» **What the exercise asks**
All entries must be returned precisely as they appear.

Region pointing data
* * * * *

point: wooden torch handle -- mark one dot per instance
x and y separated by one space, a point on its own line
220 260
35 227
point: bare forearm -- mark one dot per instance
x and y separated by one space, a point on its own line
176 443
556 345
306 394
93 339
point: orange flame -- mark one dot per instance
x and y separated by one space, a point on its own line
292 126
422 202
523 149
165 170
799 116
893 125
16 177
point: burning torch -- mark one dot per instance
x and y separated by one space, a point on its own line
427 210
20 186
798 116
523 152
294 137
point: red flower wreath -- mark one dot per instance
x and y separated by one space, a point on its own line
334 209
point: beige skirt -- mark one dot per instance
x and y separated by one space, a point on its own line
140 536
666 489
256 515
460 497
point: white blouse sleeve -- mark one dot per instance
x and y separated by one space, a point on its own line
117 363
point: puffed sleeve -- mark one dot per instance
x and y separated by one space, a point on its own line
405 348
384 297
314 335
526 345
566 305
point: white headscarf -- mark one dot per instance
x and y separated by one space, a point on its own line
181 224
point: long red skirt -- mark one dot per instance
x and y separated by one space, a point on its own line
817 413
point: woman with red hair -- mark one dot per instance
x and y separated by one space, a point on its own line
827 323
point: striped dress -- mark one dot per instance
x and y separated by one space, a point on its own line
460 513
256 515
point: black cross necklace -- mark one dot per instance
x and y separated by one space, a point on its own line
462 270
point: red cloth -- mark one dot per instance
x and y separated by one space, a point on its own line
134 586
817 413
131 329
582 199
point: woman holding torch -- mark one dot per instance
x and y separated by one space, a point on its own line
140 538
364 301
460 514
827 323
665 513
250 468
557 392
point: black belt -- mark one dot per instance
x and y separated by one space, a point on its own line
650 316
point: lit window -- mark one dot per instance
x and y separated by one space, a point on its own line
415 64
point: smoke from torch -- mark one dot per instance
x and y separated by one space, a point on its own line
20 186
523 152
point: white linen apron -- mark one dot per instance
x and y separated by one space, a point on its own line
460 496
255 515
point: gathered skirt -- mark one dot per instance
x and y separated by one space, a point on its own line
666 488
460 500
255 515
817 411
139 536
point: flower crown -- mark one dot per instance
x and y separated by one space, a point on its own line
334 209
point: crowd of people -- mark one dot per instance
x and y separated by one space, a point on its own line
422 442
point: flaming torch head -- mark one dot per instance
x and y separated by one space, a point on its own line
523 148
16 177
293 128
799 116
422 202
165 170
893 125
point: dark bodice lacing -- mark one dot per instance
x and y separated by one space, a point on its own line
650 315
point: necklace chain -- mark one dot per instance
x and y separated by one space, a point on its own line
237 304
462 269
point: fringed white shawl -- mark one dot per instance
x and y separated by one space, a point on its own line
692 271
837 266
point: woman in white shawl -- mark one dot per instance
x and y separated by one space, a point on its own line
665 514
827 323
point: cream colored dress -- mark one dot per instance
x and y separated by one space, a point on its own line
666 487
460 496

* * * * *

» **Solution**
point: wooden torch handle -- mark one dot per instance
x and y separated by one space, a point on its own line
220 260
35 227
point: bare forearm -- mark one dot per instance
x and y separated by one space, a point on its own line
176 443
556 345
306 394
93 339
point: orange flame -- mark one dot per instance
x and y separated by one space, a point on its own line
292 126
422 202
523 149
165 170
799 116
893 125
16 177
point: burning torch -- mark one dot per instance
x and y separated by one space, a point on its own line
427 210
20 186
798 116
523 152
294 137
point: red flower wreath -- mark one dot per instance
x and y separated by one space, a point on its own line
334 209
point: beige skirt -- mark one dot per instance
x and y separated by one space, a point on its own line
140 536
666 489
256 515
460 497
point: white blouse sleeve -- mark one dot per instance
x and y separated by one space, a point on its own line
117 363
point: puffed sleeve -- mark one dot per instance
x and y separated by one space, a point on its own line
405 348
384 297
314 335
526 345
566 305
point: white headscarf -- mark one dot per instance
x and y separated by one space, a point on its own line
181 224
point: long red skirt -- mark one dot per instance
x and y separated by one space, a point on its own line
817 413
point: woman with red hair -- mark one dot per instance
x and y separated by one space, a point on its own line
827 323
point: striped dress -- mark one dot per instance
x and y separated by one space, a point on its own line
460 513
256 515
point: black cross necklace -- mark one dot per instance
x and y separated by one space, a point on its own line
462 270
point: red cloth -- mark one dot per instance
x and y separated by one space, a point on its own line
134 586
817 413
131 329
582 199
point: woman holding torch -- mark one dot per instance
x and y separated by one space, a point on its own line
140 538
364 301
460 514
827 323
665 513
250 468
557 392
point: black belt -- mark one dot per instance
x and y separated by one space, a point on its own line
650 316
point: lit window -- mark one dot per instance
x and y separated by one space, a point on its own line
415 64
point: smoke from torch -- mark one dot per instance
x and y separated by one space, a point on its own line
20 186
523 152
point: white linen apron -- mark one dot per instance
x and y separated by one space, a point on its own line
460 496
255 515
point: gathered skirt -- mark one dot per instance
x and y separated by one space, a point on its own line
666 488
460 500
255 515
817 411
139 536
point: flower crown -- mark one dot per instance
x and y separated by one space, a point on its own line
334 209
point: crowd of people -- mark one dot per instance
x and y separated by one space, a point on its own line
422 442
point: flaming torch head -- mark one dot per instance
x and y separated by one space, a point on its own line
523 148
16 177
293 128
799 116
422 202
165 170
893 125
point: dark bodice lacing -- mark one dot per instance
x and y separated by one space, a point on its own line
650 315
point: necklace chain -- mark one dot per instance
x and y separated by one space, a point on its own line
237 304
462 269
point: fringed white shawl -- mark one dot per instance
x and y separated by one space, a point on its own line
692 271
837 266
point: woman in white shawl -- mark one dot per instance
x and y separated by one space, a point on its own line
665 514
827 323
point: cream colored dress -- mark one dot per instance
x and y separated by one space, a point on its own line
666 487
460 496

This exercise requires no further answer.